Oknum MKKS Hingga Pejabat Dindikbud Pemalang Diduga Terlibat Kong Kalikong Jual Beli Seragam Sekolah

AmkMediaNews.com | Pemalang — Menjelang tahun ajaran baru 2025, Aliansi Pantura Bersatu mengingatkan seluruh sekolah, komite, dan pihak terkait untuk tidak terlibat dalam praktik jual beli bahan atau seragam sekolah. Sebagai lembaga sosial kontrol, aliansi ini menegaskan bahwa praktik tersebut tidak hanya melanggar aturan, tetapi juga membebani para orang tua siswa.

Ketua Aliansi Pantura Bersatu, Eki Diantara, menegaskan bahwa praktik jual beli seragam di lingkungan sekolah secara langsung maupun tidak langsung merupakan bentuk penyimpangan.

“Praktik seperti ini jelas dilarang, karena melanggar aturan dan merugikan masyarakat. Kami akan pantau dan tidak segan mengambil tindakan,” ujar Eki kepada tim media, Rabu (2/7/2025).

Larangan tersebut telah diatur dalam sejumlah regulasi, di antaranya: Permendikbud Nomor 50 Tahun 2022 tentang seragam sekolah, PP Nomor 17 Tahun 2010 tentang Pengelolaan dan Penyelenggaraan Pendidikan, serta Permendikbud Nomor 75 Tahun 2016 tentang Komite Sekolah, yang menegaskan bahwa komite tidak boleh melakukan pungutan atau menjadi pelaku jual beli barang atau jasa di sekolah.

Eki mengungkapkan, pihaknya menerima sejumlah informasi yang mengarah pada dugaan pengondisian pembelian bahan seragam dan atribut lainnya oleh oknum di lingkungan sekolah.

“Jika benar terjadi, tentu hal ini sangat mencederai dunia pendidikan. Sekolah bukan tempat untuk berbisnis. Kami akan menelusuri dugaan adanya pengondisian oleh oknum pedagang seragam dan atribut lainnya. Bila terbukti, akan kami laporkan ke Ombudsman,” tegasnya.

Ia juga mengingatkan agar praktik semacam ini tidak kembali terulang seperti tahun-tahun sebelumnya yang sempat menimbulkan kegaduhan di masyarakat.

“Kami sudah mengingatkan secara terbuka. Jika masih ada pihak-pihak yang abai atau sengaja membiarkan, kami tidak akan tinggal diam. Kami siap mengajukan permohonan audiensi ke Dinas Pendidikan dan Kebudayaan Kabupaten Pemalang,” lanjut Eki.

▶ _Daftar Tugas_
A) Menurut berita tentang dugaan jual beli seragam sekolah di Pemalang, ke mana Aliansi Pantura Bersatu akan melapor jika dugaan pengondisian oleh oknum pedagang terbukti?
B) Tulis kembali catatan dari baris yang memuat "on railing? Indicate one point per instance." sampai dengan akhir catatan, dengan mengganti "frost" menjadi "ice".

▶ _Catatan yang Disediakan_
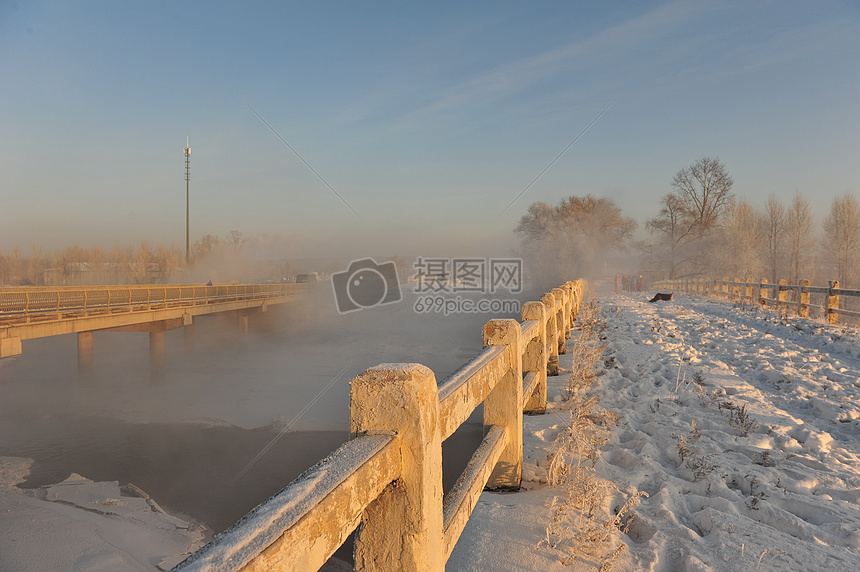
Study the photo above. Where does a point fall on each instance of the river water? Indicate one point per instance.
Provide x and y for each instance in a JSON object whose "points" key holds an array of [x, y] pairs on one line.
{"points": [[186, 442]]}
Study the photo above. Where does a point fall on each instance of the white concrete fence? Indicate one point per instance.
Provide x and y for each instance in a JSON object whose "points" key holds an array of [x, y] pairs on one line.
{"points": [[766, 294], [387, 480]]}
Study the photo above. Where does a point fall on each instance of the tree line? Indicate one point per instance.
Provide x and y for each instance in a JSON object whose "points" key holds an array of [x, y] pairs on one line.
{"points": [[701, 230], [210, 257]]}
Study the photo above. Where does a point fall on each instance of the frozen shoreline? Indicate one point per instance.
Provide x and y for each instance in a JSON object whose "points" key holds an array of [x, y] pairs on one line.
{"points": [[783, 493]]}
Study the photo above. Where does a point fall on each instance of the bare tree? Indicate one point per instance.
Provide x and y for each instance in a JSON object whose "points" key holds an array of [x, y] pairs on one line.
{"points": [[705, 191], [841, 239], [569, 238], [774, 227], [800, 238], [689, 217], [676, 232], [740, 254]]}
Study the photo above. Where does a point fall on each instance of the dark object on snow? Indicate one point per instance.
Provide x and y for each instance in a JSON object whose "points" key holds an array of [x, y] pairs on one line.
{"points": [[661, 297]]}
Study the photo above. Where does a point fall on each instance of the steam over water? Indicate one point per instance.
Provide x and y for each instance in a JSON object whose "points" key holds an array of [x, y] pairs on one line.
{"points": [[185, 442]]}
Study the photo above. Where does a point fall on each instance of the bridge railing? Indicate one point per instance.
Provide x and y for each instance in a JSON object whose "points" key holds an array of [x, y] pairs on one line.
{"points": [[388, 477], [767, 294], [33, 301]]}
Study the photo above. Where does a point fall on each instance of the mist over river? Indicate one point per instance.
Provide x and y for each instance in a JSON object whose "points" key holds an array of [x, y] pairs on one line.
{"points": [[187, 441]]}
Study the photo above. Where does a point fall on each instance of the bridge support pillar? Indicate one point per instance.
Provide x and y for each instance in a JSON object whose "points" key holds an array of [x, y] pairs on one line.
{"points": [[188, 336], [157, 363], [85, 354]]}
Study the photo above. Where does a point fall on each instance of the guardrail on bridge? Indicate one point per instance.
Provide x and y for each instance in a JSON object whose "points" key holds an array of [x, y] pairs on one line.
{"points": [[764, 293], [388, 477]]}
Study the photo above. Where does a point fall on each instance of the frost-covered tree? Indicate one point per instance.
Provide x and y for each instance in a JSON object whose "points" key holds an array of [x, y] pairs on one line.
{"points": [[705, 192], [841, 239], [773, 228], [799, 239], [569, 239]]}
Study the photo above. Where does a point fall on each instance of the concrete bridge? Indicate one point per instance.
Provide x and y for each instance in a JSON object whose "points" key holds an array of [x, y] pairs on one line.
{"points": [[29, 313]]}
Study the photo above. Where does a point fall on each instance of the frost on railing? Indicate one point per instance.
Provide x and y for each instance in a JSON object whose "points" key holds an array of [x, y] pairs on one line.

▶ _Daftar Penyelesaian_
A) Ke Ombudsman.

B)
Study the photo above. Where does a point fall on each instance of the ice on railing? Indicate one point per instance.
Provide x and y for each instance in a JSON object whose "points" key holds an array of [x, y] pairs on one line.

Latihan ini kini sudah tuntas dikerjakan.